● **AIM OF THE EXERCISE**
Set out every entry below as a numbered list, skipping any blank lines.

● ● ●

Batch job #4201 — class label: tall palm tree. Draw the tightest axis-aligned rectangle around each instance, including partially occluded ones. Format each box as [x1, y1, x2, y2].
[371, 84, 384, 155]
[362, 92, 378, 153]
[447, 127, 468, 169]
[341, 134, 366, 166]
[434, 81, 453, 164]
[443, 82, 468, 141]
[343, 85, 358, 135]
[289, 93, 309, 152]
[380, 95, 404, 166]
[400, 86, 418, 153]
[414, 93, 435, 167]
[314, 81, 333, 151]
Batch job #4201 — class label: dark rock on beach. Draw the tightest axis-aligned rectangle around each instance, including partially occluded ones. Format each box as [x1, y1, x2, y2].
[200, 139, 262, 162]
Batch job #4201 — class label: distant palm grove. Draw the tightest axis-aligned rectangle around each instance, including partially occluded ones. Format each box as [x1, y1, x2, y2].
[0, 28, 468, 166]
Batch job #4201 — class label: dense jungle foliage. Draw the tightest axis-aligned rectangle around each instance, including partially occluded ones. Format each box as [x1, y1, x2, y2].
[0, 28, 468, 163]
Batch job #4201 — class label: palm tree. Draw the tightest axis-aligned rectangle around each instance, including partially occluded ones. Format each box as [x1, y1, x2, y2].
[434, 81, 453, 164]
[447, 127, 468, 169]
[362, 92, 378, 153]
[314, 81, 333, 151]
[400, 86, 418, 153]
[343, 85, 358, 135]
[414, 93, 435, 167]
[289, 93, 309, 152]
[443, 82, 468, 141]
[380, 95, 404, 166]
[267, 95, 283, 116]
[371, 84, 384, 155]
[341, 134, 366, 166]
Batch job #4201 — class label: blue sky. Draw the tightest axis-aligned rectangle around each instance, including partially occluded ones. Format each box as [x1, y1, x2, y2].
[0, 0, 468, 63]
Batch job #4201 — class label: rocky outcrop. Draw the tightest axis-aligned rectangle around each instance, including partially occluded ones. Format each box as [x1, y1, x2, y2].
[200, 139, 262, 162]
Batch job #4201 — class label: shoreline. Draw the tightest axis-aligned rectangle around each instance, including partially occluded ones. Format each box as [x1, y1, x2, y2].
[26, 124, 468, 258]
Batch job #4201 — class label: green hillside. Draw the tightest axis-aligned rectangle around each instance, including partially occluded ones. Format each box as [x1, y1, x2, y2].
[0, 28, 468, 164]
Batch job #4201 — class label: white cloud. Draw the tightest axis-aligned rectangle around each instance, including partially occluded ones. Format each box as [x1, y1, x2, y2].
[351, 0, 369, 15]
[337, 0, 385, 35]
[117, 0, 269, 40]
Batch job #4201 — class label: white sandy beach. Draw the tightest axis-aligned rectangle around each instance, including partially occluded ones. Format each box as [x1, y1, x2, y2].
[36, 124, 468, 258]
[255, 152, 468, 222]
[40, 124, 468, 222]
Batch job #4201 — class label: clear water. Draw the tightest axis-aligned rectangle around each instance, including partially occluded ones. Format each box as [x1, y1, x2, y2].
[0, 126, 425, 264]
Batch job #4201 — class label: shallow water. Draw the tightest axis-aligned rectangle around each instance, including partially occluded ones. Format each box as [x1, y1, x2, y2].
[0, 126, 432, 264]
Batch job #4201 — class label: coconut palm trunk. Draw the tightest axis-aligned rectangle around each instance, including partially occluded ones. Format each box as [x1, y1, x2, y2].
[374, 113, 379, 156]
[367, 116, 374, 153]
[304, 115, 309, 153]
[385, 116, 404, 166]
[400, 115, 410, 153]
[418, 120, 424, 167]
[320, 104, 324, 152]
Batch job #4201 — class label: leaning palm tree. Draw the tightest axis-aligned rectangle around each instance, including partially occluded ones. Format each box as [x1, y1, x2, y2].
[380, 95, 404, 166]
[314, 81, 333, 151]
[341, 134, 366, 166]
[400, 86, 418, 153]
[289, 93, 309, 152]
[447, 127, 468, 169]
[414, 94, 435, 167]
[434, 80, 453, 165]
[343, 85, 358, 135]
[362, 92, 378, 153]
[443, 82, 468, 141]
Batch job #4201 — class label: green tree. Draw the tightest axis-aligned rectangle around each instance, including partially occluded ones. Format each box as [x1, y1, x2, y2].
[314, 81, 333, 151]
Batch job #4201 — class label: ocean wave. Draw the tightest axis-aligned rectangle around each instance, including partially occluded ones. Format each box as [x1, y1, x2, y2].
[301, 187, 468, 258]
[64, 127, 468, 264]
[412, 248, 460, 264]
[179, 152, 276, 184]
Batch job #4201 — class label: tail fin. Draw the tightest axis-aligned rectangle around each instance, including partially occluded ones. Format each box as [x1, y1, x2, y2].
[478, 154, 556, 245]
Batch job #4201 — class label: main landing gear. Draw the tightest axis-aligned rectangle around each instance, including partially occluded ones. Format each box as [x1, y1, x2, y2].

● ● ●

● **SOLVED EXERCISE**
1. Batch job #4201 — class label: tall palm tree. Draw the tightest axis-aligned rectangle around each instance, including partially occluded ones. Format each box as [x1, y1, x2, y2].
2. [371, 84, 384, 155]
3. [362, 92, 378, 153]
4. [447, 127, 468, 169]
5. [341, 134, 366, 166]
6. [434, 81, 453, 164]
7. [443, 82, 468, 141]
8. [343, 85, 358, 135]
9. [289, 93, 309, 152]
10. [380, 95, 404, 166]
11. [400, 86, 418, 153]
12. [414, 93, 435, 167]
13. [314, 81, 333, 151]
14. Batch job #4201 — class label: dark rock on beach. Draw the tightest axis-aligned rectangle around each instance, including partially occluded ones. Format each box as [x1, y1, x2, y2].
15. [200, 139, 262, 162]
16. Batch job #4201 — class label: distant palm grove. Draw the tightest axis-aligned rectangle around each instance, including partially occluded ones. Format each box as [x1, y1, x2, y2].
17. [0, 28, 468, 166]
18. Batch job #4201 — class label: dense jungle foliage. Draw the tightest axis-aligned rectangle around each instance, including partially occluded ones. Format each box as [x1, y1, x2, y2].
19. [0, 28, 468, 163]
20. Batch job #4201 — class label: palm tree. Draw the tightest axis-aligned rectangle around each instance, including partially occluded ones. Format each box as [x1, y1, x2, y2].
21. [434, 81, 453, 164]
22. [447, 127, 468, 169]
23. [362, 92, 378, 153]
24. [314, 81, 333, 151]
25. [400, 86, 418, 153]
26. [343, 85, 358, 135]
27. [414, 93, 435, 167]
28. [289, 93, 309, 152]
29. [443, 82, 468, 141]
30. [380, 95, 404, 166]
31. [267, 95, 283, 116]
32. [371, 84, 384, 155]
33. [341, 134, 366, 166]
34. Batch job #4201 — class label: blue sky. Draw the tightest axis-aligned rectangle around each instance, including partially occluded ones. Format each box as [x1, y1, x2, y2].
35. [0, 0, 468, 63]
36. Batch job #4201 — class label: rocky outcrop. Draw the tightest axis-aligned rectangle around each instance, including partially occluded ones. Format each box as [x1, y1, x2, y2].
37. [200, 139, 262, 162]
38. Batch job #4201 — class label: shoreline. Draw the tightest axis-aligned rectangle around each instance, including partially occluded ones. Format each box as [x1, y1, x2, y2].
39. [26, 124, 468, 258]
40. Batch job #4201 — class label: green hillside. Draw the tightest axis-aligned rectangle around each instance, including partially occluded ones. Format each box as [x1, y1, x2, y2].
41. [0, 28, 468, 164]
42. Batch job #4201 — class label: white cloud. Draw the tightest axis-aligned rectangle around each instance, including partially occluded ones. Format each box as [x1, y1, x2, y2].
43. [351, 0, 369, 15]
44. [337, 0, 385, 35]
45. [117, 0, 269, 40]
46. Batch job #4201 — class label: white sandy beach. Draw the tightest axis-aligned rectangle around each instance, including partially occluded ones. Format each box as [x1, y1, x2, y2].
47. [36, 124, 468, 258]
48. [255, 152, 468, 222]
49. [40, 124, 468, 222]
50. Batch job #4201 — class label: clear water. Draw the tightest axis-aligned rectangle around each instance, including partially occluded ones. Format each box as [x1, y1, x2, y2].
51. [0, 126, 425, 264]
52. Batch job #4201 — class label: shallow water. Draw the tightest axis-aligned rectangle around each instance, including partially occluded ones. Format each box as [x1, y1, x2, y2].
53. [0, 126, 432, 264]
54. Batch job #4201 — class label: coconut palm trunk. Draw the tightest axis-aligned rectangle around each instance, including partially occluded ones. Format each box as [x1, y1, x2, y2].
55. [374, 113, 379, 156]
56. [367, 116, 374, 153]
57. [304, 115, 309, 153]
58. [385, 116, 404, 166]
59. [400, 115, 410, 153]
60. [418, 120, 424, 167]
61. [320, 104, 324, 152]
62. Batch job #4201 — class label: leaning palm tree. Draw the tightest axis-aligned rectangle around each instance, including partially occluded ones. Format each box as [x1, y1, x2, y2].
63. [380, 95, 404, 166]
64. [314, 81, 333, 151]
65. [341, 134, 366, 166]
66. [400, 86, 418, 153]
67. [289, 93, 309, 152]
68. [447, 127, 468, 169]
69. [414, 94, 435, 167]
70. [434, 80, 453, 165]
71. [343, 85, 358, 135]
72. [362, 92, 378, 153]
73. [443, 82, 468, 141]
74. Batch job #4201 — class label: green tree. Draw the tightest axis-aligned rectangle around each instance, including partially occluded ones. Format each box as [x1, y1, x2, y2].
75. [314, 81, 333, 151]
76. Batch job #4201 — class label: ocean wave. Draw the tightest axis-aligned rectangle around each instance, including partially occluded ones. Format each box as [x1, y1, x2, y2].
77. [301, 187, 468, 258]
78. [64, 127, 468, 264]
79. [412, 248, 460, 264]
80. [179, 152, 276, 184]
81. Batch job #4201 — class label: tail fin. Draw the tightest axis-aligned rectangle around each instance, including partially occluded ones. Format each box as [x1, y1, x2, y2].
82. [478, 154, 556, 245]
83. Batch job #4201 — class label: main landing gear. Draw the tightest axis-aligned rectangle around each instance, including partially occluded ones. Format each box as [x1, y1, x2, y2].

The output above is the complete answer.